### Data shown
----------------------------------------

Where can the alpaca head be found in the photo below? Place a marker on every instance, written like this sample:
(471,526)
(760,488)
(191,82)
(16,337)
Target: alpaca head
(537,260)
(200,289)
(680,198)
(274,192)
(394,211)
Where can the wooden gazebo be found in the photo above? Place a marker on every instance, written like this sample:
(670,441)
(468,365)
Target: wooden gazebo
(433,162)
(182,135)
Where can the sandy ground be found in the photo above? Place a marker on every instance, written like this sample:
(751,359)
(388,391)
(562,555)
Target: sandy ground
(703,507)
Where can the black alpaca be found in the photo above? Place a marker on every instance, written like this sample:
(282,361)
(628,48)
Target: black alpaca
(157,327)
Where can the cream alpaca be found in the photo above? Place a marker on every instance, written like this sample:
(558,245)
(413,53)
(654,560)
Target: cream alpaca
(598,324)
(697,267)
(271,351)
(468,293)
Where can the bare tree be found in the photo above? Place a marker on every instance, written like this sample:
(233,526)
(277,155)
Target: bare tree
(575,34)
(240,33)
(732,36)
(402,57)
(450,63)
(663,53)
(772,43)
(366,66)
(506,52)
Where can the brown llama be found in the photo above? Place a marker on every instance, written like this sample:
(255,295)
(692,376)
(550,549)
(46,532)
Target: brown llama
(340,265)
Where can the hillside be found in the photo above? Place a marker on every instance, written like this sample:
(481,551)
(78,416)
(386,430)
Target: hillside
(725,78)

----------------------------------------

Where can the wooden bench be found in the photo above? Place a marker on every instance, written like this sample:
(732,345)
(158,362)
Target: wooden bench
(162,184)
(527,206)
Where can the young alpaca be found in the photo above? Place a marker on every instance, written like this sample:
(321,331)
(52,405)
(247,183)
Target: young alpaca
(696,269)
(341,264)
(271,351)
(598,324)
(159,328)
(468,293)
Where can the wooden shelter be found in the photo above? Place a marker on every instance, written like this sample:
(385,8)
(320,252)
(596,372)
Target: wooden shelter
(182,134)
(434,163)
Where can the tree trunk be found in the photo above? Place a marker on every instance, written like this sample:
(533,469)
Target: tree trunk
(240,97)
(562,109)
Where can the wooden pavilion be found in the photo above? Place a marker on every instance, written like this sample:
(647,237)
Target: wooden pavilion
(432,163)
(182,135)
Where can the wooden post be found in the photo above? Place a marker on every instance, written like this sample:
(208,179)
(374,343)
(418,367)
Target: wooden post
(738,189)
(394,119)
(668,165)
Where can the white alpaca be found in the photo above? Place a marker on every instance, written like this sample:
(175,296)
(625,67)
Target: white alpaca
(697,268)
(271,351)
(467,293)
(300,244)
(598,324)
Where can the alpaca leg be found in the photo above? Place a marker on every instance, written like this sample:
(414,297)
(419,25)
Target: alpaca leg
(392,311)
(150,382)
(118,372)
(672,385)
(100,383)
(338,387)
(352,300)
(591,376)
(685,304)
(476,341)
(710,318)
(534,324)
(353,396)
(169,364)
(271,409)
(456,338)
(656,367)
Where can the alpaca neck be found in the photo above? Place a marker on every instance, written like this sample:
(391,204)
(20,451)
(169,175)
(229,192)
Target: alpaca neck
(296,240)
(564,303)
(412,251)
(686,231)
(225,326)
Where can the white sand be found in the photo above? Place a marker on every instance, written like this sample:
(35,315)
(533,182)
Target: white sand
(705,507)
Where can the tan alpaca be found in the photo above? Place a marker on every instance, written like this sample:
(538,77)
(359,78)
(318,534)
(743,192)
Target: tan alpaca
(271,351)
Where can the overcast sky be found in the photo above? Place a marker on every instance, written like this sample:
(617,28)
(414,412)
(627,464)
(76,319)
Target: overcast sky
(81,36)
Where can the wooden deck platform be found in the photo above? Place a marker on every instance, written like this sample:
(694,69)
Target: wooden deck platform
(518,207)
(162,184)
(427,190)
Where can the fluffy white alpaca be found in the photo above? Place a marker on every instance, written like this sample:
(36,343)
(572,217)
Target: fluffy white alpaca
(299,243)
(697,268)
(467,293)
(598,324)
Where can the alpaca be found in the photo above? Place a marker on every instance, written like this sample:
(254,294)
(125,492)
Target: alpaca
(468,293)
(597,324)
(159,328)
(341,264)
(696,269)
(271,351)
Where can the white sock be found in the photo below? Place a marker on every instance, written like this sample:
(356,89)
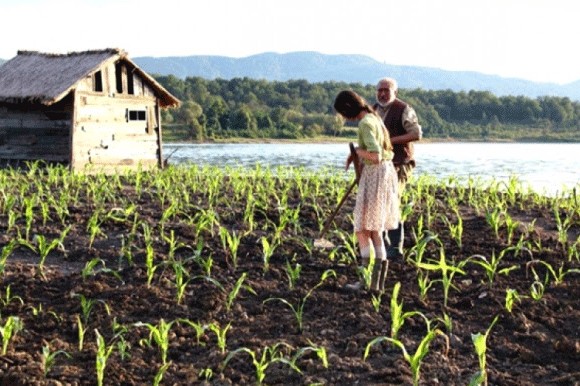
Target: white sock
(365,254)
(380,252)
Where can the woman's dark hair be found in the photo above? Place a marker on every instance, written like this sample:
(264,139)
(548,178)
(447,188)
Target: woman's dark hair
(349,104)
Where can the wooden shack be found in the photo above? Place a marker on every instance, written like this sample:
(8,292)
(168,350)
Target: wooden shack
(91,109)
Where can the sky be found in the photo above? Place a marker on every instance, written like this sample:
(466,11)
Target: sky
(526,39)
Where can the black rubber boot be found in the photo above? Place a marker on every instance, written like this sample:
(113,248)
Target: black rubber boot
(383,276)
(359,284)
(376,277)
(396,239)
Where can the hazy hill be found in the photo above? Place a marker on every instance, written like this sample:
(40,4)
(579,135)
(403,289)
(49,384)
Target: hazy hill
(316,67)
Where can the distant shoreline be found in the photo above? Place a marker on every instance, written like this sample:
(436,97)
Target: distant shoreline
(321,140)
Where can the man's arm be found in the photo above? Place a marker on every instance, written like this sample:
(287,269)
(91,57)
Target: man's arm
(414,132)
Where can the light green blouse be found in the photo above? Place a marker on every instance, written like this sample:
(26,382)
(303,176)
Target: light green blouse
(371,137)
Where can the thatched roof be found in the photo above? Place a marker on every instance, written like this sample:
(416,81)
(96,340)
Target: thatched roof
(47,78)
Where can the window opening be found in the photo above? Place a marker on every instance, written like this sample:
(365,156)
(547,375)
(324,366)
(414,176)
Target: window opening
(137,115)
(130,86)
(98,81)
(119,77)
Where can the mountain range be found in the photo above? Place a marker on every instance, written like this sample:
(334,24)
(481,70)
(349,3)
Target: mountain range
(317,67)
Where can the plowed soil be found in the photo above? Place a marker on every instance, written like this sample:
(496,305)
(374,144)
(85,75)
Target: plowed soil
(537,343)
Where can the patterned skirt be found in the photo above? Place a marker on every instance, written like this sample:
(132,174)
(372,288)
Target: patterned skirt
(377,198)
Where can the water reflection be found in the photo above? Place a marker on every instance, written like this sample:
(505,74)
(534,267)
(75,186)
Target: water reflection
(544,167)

----------------------------------------

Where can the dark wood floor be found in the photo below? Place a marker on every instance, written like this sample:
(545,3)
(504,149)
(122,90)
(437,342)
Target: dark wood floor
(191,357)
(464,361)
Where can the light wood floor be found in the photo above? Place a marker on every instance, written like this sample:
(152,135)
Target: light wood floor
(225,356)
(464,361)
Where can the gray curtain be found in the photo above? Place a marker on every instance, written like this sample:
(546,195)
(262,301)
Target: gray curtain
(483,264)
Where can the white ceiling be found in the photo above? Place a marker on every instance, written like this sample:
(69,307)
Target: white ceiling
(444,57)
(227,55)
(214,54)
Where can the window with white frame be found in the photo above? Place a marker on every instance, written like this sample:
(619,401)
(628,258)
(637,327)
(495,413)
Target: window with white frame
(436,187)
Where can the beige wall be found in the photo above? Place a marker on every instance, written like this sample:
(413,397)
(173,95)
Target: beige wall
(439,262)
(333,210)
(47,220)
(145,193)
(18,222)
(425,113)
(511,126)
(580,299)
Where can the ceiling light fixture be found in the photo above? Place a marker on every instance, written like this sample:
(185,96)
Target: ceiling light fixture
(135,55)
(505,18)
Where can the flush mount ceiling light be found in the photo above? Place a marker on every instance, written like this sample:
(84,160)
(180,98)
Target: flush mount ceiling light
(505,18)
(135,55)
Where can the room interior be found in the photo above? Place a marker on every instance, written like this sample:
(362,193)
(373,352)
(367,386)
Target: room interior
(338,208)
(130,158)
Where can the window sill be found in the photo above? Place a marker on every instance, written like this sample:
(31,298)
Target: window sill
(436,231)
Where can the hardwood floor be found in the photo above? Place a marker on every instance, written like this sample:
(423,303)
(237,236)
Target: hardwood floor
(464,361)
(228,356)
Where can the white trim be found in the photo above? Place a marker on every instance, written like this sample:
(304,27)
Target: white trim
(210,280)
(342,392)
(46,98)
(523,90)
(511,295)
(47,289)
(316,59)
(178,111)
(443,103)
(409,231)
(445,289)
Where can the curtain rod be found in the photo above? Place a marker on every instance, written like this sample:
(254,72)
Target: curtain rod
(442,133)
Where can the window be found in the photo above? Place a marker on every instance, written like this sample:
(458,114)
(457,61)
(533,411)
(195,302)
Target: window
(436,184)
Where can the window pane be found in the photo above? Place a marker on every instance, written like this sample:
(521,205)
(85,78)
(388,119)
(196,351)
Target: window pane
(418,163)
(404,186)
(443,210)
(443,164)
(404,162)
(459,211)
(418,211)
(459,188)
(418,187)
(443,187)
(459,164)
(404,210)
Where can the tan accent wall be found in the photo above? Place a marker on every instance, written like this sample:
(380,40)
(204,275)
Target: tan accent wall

----------------------------------------

### Task brief
Every line where "accent" appears must be returned from the listing above.

### Exercise answer
Where can the tan accent wall be found in the photo above? Place a marker on every instance, written like this sample:
Target: tan accent wall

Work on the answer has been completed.